● **Task requirements**
1) From the Westvaco financial passage, output the stretch that begins at the words "At July 31, 1998, the amounts" and stops after the words "and October 31, 1997.", reproducing it word for word.
2) Write the next part of the Westvaco financial passage, starting right after its final sentence.

● **Source passage**
┄┄┄┄┄┄┄┄┄┄┄┄┄┄┄┄┄┄┄┄

In June 1998, the Financial Accounting Standards Board issued
Statement of Financial Accounting Standards No. 133, Accounting
for Derivative Instruments and Hedging Activities. The
Statement, which will be effective for the company's fiscal year
2000, requires derivative instruments to be recorded in the
balance sheet at their fair value with changes in fair value
being recognized in earnings unless specific hedge accounting
criteria are met. Given the current level of its derivative and
hedging activities, the company believes the impact will not be
material.
LIQUIDITY AND CAPITAL RESOURCES
At July 31, 1998, the ratio of current assets to current
liabilities was 1.7 compared to 2.0 at October 31, 1997. Cash
flows from operations totaled $290.9 million for the nine
months ended July 31, 1998, compared to $263.2 million for the
comparable 1997 period. Inventories increased from October
1997 levels, reflecting planned inventory levels and increased
competition in our major business areas. New investment in
plant and timberlands totaled $336.9 million for the first nine
months of 1998, compared to $465.3 million for the same period
of 1997. Cash payments for these investments totaled $340.8
million compared to $471.2 million in 1997. The decrease in
capital expenditures is related to the completion of projects
including paper machine improvements, the construction of the
Chemical Division's new carbon plant in Wickliffe, KY and the
removal of elemental chlorine from all of our pulp bleaching
processes, which were completed by the end of the prior year.
At July 31, 1998, the amounts committed to complete all
authorized capital projects totaled approximately $245.5
million and total capital expenditures in 1998 are expected to
approximate $450 million. The company may from time to time
use outside sources as needed to finance future capital
investments, as it has in the past. The company had $70
million in commercial paper outstanding at July 31, 1998. The
company maintains a $500 million revolving credit agreement,
and there was no borrowing under this arrangement during the
current period. The ratio of debt to total capital employed
was 34% at July 31, 1998 and October 31, 1997.
Subsequent Event
On September 9, 1998 the company announced its intent to
acquire a substantial equity interest in a new consumer
packaging plant in Guangzhou, China. The plant, located in
southeast China, is owned by a Chinese subsidiary of Shorewood
Packaging Corporation. Upon closing, Westvaco will acquire 45
percent of Shorewood's Chinese operations for approximately $25
million. Shorewood, a leading non-integrated folding carton
company, plans to open its state-of-the-art package printing
and package converting facility within 30 days. Shorewood will
have day-to-day management responsibility for the new plant and
will work closely with Westvaco on marketing programs and new
product development.
Environmental Matters
In 1995, the company authorized removal of elemental chlorine
from all of its pulp bleaching processes. This important
initiative, completed during 1997 at a cost of approximately
$110 million, represents a major step already taken by Westvaco
in addressing new EPA regulations for the U.S. pulp and paper
industry regarding air and water quality. These regulations,
known as the Cluster Rule, were published in April 1998. Pulp
bleaching costs, which had been estimated to increase
significantly, have now been substantially offset through new
cost control initiatives. We anticipate additional capital
costs to comply with other parts of these new regulations over
the next several years to be in the range of $100 million to
$150 million which will also increase operating costs in the
range of $3 million to $7 million annually. Environmental
organizations are challenging certain aspects of the Cluster
Rule in the U. S. Court of Appeals. Westvaco and other
companies have also joined that litigation as appellants. If
the legal challenge by environmental organizations to the
regulations is successful, the company could face additional
compliance costs of up to $150 million over the next several
years.

┄┄┄┄┄┄┄┄┄┄┄┄┄┄┄┄┄┄┄┄

● **Recorded information**

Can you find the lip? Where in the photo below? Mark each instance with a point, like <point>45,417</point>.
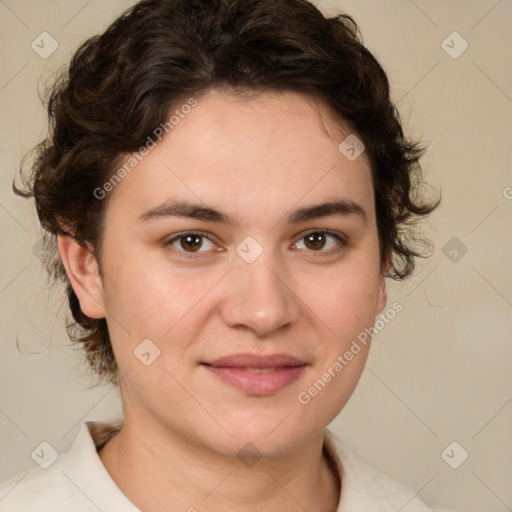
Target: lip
<point>257,375</point>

┄┄┄┄┄┄┄┄┄┄┄┄┄┄┄┄┄┄┄┄

● **Answers per task**
1)
At July 31, 1998, the amounts committed to complete all
authorized capital projects totaled approximately $245.5
million and total capital expenditures in 1998 are expected to
approximate $450 million. The company may from time to time
use outside sources as needed to finance future capital
investments, as it has in the past. The company had $70
million in commercial paper outstanding at July 31, 1998. The
company maintains a $500 million revolving credit agreement,
and there was no borrowing under this arrangement during the
current period. The ratio of debt to total capital employed
was 34% at July 31, 1998 and October 31, 1997.

2)
The company is currently named as a potentially responsible
party with respect to the cleanup of a number of hazardous waste
sites under the Comprehensive Environmental Response,
Compensation, and Liability Act (CERCLA) and similar state laws.
While joint and several liability is authorized under CERCLA, as
a practical matter, remediation costs will be allocated among
the waste generators and others involved. The company has
accrued approximately $5 million for estimated potential cleanup
costs based upon its close monitoring of ongoing activities and
its past experience with these matters. The notices of
violation from the Kentucky Division for Air Quality in
connection with the company's Wickliffe, KY, carbon plant
reported in the Quarterly Reports on Form 10-Q for the periods
ended January 31 and April 30, 1998, have been resolved by an
Agreed Order (see Legal Proceedings in Part II).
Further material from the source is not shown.